Document:
····················

Does Kendu Isaacs Deserve that Mary Money?
As a man who has been blogging about relationships for 6 years, wrote a book about relationships, speaks on relationship panel discussions and has even hosted many singles mixers, there’s one truism on conversations about dating that many women may not be fully cognizant of: as much as women speak, men listen.
Whenever I blog about a relationship topic, women may fill the comments sections, but far more men are privately messaging me to tell me what they think. At events, women dominate the microphones, but most of the calls I get after the event are from dudes. When it comes to relationship topics, most men may not feel comfortable expressing their opinions in public to women, but men listen intently to what women say and what men hear does have a very real effect on how we collectively think and behave.
So whenever a celebrity couple goes through public problems and their issues are put on front street for the world to see, discuss and turn into a trending topic, there’s a lot of men who take notice of the prevailing thoughts being communicated by women, even though they aren’t openly adding their own two cents.
This weeks “hot topic” is Mary J. Blige’s divorce from Kendu Isaacs and his subsequent $129,000 per month spousal support claim. For the men listening in, what’s important isn’t what women are saying in regards to what they believe Mary J. should do as an individual, but what is important is what women are telling other women to collectively do in their own interactions with men.

····················

Data lines:
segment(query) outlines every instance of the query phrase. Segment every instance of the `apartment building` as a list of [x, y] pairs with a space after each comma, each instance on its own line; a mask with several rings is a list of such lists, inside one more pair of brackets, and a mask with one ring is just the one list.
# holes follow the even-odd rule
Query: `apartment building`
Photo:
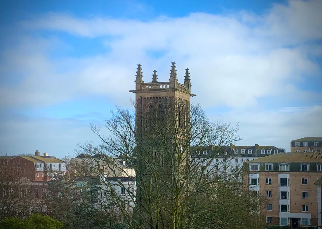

····················

Task objective:
According to the blog post about Kendu Isaacs, how much spousal support per month does he claim?

Answer for the task:
$129,000 per month.